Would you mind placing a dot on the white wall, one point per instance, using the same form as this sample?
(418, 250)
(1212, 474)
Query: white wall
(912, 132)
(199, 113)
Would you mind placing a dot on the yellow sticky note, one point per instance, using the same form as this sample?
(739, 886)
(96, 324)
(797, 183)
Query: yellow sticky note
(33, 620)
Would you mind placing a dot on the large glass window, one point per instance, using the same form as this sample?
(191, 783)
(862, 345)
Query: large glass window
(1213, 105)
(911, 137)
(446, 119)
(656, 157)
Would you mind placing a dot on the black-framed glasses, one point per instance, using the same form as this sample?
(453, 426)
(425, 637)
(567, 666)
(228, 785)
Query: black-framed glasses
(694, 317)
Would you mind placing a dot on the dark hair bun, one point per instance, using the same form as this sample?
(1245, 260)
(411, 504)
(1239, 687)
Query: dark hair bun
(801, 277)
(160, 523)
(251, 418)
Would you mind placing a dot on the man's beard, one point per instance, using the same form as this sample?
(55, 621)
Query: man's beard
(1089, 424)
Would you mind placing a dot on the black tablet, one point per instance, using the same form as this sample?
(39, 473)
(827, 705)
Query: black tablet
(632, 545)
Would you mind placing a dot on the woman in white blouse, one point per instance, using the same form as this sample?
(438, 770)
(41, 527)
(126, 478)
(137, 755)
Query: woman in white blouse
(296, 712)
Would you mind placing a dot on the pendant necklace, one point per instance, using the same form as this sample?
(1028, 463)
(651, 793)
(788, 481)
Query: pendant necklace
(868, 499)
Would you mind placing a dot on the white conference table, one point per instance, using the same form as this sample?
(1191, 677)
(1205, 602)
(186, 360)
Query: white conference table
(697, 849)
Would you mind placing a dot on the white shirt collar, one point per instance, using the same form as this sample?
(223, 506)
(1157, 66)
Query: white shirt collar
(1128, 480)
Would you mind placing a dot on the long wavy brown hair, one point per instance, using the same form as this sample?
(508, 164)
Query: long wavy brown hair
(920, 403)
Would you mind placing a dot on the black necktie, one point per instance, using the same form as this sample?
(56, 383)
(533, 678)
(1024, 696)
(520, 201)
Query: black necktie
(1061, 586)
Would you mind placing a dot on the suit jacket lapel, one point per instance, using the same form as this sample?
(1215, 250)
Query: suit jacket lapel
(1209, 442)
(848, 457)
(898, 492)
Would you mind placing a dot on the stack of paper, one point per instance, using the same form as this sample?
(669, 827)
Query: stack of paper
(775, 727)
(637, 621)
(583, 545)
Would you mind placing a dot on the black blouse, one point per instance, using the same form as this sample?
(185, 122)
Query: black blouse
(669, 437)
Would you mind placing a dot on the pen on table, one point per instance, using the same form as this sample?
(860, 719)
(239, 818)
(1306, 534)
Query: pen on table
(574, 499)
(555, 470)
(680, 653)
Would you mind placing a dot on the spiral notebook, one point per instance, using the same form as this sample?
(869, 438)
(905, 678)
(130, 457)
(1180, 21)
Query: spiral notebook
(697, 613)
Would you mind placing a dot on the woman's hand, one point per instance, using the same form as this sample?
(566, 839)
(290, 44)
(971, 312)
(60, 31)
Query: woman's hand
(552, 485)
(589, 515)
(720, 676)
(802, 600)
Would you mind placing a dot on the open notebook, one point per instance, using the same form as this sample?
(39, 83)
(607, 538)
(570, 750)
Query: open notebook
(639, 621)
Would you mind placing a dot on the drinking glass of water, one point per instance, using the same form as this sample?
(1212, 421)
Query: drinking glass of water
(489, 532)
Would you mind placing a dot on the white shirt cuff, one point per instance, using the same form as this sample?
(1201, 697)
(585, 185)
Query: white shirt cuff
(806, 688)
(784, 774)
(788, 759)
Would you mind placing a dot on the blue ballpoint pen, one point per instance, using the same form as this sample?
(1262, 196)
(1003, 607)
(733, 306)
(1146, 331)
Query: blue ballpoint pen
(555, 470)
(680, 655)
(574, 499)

TASK: Reproduce every item above word for word, keeping each line as it stands.

RESPONSE TO THE EXERCISE:
Would you mind placing a dot on the white wall, one point per instance, using the same form as this sample?
(418, 250)
(1212, 474)
Query: white wall
(912, 132)
(199, 113)
Would you mind placing a dot on the yellow sticky note, one point per instance, using the same form as this sample?
(739, 886)
(96, 324)
(797, 183)
Query: yellow sticky note
(33, 620)
Would you mind placing a dot on the large glass window, one point per instance, using the same form as this sample?
(191, 783)
(862, 345)
Query: large glass window
(1213, 105)
(911, 137)
(446, 119)
(656, 157)
Would you mind placing a dot on the black-framed glasses, one point per instance, using the same form as this sample?
(453, 426)
(425, 637)
(567, 666)
(228, 785)
Query: black-framed glasses
(694, 317)
Would you mind placing a dot on the dark hair bun, one point per instance, using the same form as this sample?
(1245, 260)
(411, 504)
(1239, 687)
Query: dark hair bun
(801, 277)
(160, 523)
(251, 418)
Would you mind placing a dot on the man's beard, one point per instance, using the same form as this sample?
(55, 621)
Query: man's beard
(1089, 424)
Would you mind placing a dot on the black tablet, one point per instance, using the same form as this sample?
(39, 473)
(827, 705)
Query: black tablet
(632, 545)
Would you mind placing a dot on the woman in white blouse, one point per instance, using the same form as this sample?
(438, 770)
(41, 527)
(126, 478)
(137, 755)
Query: woman in white blouse
(296, 712)
Would you mind placing a dot on the pendant necklace, one point per instance, using the same form as this sample?
(1028, 463)
(651, 793)
(788, 481)
Query: pendant necklace
(868, 499)
Would you mind placing a dot on the white conference table, one point per instance, using the same form as this sample?
(1191, 677)
(1205, 602)
(186, 360)
Query: white conference table
(697, 849)
Would you mind placing a dot on the white shirt collar, one point per instance, using the same form as this sample?
(223, 506)
(1157, 66)
Query: white shirt collar
(1128, 480)
Would you mind placing a dot on the long wavy brown hair, one point per instance, using the same form as this sample?
(508, 164)
Query: long wavy brown hair
(920, 403)
Would you mind placing a dot on the black necktie, one point per instance, using the same form as this sample?
(56, 383)
(533, 678)
(1024, 696)
(520, 201)
Query: black necktie
(1061, 586)
Would you mind placing a dot on the suit jacket lapel, one point per instance, using the same form as this sample?
(1215, 250)
Query: suit jacket lapel
(1209, 442)
(848, 457)
(898, 492)
Would you mind placing a dot on the stack of paper, one point per instance, using the same form as this sample?
(669, 827)
Query: stack of paper
(775, 727)
(637, 621)
(583, 545)
Would you mind placing a dot on the black blouse, one point per instance, using the same form as this sample?
(185, 122)
Query: black blouse
(669, 437)
Would you mind placing a dot on the pen on table, one point per instance, using the same form as this sample?
(860, 719)
(239, 818)
(1306, 534)
Query: pen on table
(574, 499)
(555, 470)
(680, 653)
Would you mind placing a dot on the spiral notebook, one point per instance, using the same form as this sample?
(869, 438)
(905, 678)
(130, 457)
(1180, 21)
Query: spiral notebook
(697, 613)
Would you mind placing a dot on the woman's hand, one point per instance, using the same form as this sample?
(566, 839)
(290, 44)
(971, 312)
(60, 31)
Query: woman's hand
(552, 485)
(589, 515)
(720, 676)
(802, 600)
Would you mind placing a dot on the open notebook, one point per instance, using the same form as this sample?
(39, 83)
(607, 538)
(570, 750)
Query: open notebook
(639, 621)
Would you mind placing a dot on the drinking glass of water, one point per instance, using the same form as this sample?
(1212, 421)
Query: drinking glass of water
(489, 532)
Would you mind placing a dot on the white shirt cuff, one point per instance, using the same form as this sample?
(1201, 697)
(585, 185)
Query: white shirt cuff
(806, 688)
(784, 774)
(788, 759)
Would you mind placing a dot on the blue ballpoint pen, one point per instance, using the same form as this sample?
(1262, 196)
(1003, 607)
(733, 306)
(1146, 331)
Query: blue ballpoint pen
(555, 470)
(680, 655)
(574, 499)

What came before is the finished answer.